[Aufgabe 1]:
Was fließt laut dem Forumsthread über das Anstauen eines Bachs durch die Mitte von Simons Garten?

──────── Text

# Teich in einen Bach einbinden ????????



## Teichforum.info (24. Mai 2004)

Tag zusammen, 
da in der mitte unseres Gartens ein kleiner Bach durch läuft, hab ich mir überlegt, ob man den Bach nicht anstauen und etwas breiter machen kann. Wollte aber erst mal nich bei der u. Wasserbehörde nachfragen. 
Kann mir da jemand von euch helfen. 

Darf man in Deutschland noch einen Bach anstauen     

Ich finde es irgendwie blödsinnig, neben einem Bach einen Gartenteich zu bauen mit Filtertechnik für teures Geld.      


Gruß Simon

Und Danke für eure Antworten.


----------



## Teichforum.info (24. Mai 2004)

hmmm,

ich glaube dafür braucht man eine genehmigung.


----------



## Teichforum.info (24. Mai 2004)

Hallo Galrian, 
ja, das vermute ich auch. Bin mir aber nicht sicher. ich wollte auch nicht direkt auf´s Amt laufen. Wer viel fragt, bekommt viele Antworten. 

Vielleicht hat ja schon jemand mal in der Hinsicht erfahrungen gesammelt. 


Gruß Simon


----------



## Teichforum.info (24. Mai 2004)

Hallo Simon

hast du das Wasserrecht bei dir eingetragen? Ich denke es müsste irgendwo vermerkt sein. Ich würde einfach mal Nachfragen.

────────────────
──────── Daten zur Aufgabe

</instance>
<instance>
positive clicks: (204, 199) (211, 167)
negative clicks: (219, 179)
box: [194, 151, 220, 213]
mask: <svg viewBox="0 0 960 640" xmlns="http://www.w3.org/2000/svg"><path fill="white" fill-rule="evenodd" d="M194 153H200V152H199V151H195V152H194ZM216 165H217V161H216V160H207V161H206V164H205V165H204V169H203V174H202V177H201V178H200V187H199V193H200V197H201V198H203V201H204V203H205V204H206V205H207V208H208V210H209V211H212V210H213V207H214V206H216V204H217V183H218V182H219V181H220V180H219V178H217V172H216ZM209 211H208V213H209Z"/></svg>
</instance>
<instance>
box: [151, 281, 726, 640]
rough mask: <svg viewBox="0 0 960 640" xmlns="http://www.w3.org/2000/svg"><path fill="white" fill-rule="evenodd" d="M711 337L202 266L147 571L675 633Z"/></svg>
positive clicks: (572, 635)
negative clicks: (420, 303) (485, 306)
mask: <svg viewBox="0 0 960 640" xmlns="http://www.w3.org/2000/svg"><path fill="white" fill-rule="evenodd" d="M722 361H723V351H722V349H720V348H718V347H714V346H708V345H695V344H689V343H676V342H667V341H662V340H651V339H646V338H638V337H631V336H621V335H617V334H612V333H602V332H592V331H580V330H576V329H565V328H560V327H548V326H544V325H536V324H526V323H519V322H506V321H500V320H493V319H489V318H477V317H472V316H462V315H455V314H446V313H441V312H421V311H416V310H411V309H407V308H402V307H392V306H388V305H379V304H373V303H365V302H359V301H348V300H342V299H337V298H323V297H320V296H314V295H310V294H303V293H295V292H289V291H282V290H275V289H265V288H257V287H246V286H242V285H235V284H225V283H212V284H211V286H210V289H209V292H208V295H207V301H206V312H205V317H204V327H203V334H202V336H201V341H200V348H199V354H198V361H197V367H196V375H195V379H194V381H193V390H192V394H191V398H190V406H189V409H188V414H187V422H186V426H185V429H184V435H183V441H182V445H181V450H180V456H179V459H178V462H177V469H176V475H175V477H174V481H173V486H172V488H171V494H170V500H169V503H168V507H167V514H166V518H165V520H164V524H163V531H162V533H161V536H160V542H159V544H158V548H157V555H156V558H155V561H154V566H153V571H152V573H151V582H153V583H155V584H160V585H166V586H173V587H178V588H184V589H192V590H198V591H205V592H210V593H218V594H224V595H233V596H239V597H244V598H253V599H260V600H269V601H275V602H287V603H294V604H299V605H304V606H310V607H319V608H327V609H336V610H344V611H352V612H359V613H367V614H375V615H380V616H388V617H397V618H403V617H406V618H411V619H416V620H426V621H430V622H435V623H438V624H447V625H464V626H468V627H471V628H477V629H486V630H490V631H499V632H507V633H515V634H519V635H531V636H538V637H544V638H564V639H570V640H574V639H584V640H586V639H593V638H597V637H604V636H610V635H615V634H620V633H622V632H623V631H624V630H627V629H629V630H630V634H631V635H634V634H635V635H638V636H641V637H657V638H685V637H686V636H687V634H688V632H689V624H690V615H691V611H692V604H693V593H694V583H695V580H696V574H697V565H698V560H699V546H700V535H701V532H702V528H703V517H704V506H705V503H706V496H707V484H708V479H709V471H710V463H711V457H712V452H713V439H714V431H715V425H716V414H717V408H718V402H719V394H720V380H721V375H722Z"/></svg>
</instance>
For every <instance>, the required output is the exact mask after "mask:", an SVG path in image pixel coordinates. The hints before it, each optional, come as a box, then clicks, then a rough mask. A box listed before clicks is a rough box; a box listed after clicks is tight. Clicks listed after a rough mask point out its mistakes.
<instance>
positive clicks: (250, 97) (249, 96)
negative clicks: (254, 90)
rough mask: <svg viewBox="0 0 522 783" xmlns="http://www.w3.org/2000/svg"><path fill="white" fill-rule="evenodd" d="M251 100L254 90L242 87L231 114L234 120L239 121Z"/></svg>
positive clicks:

────────────────

[Aufgabe 2]:
Gib die Zeilen der Auflistung von ihrer ersten Zeile bis einschließlich der Zeile mit „positive clicks: (572, 635)“ noch einmal aus und setze dabei „coarse mask“ an die Stelle von „rough mask“.

[Antwort 1]:
Ein kleiner Bach.

[Antwort 2]:
</instance>
<instance>
positive clicks: (204, 199) (211, 167)
negative clicks: (219, 179)
box: [194, 151, 220, 213]
mask: <svg viewBox="0 0 960 640" xmlns="http://www.w3.org/2000/svg"><path fill="white" fill-rule="evenodd" d="M194 153H200V152H199V151H195V152H194ZM216 165H217V161H216V160H207V161H206V164H205V165H204V169H203V174H202V177H201V178H200V187H199V193H200V197H201V198H203V201H204V203H205V204H206V205H207V208H208V210H209V211H212V210H213V207H214V206H216V204H217V183H218V182H219V181H220V180H219V178H217V172H216ZM209 211H208V213H209Z"/></svg>
</instance>
<instance>
box: [151, 281, 726, 640]
coarse mask: <svg viewBox="0 0 960 640" xmlns="http://www.w3.org/2000/svg"><path fill="white" fill-rule="evenodd" d="M711 337L202 266L147 571L675 633Z"/></svg>
positive clicks: (572, 635)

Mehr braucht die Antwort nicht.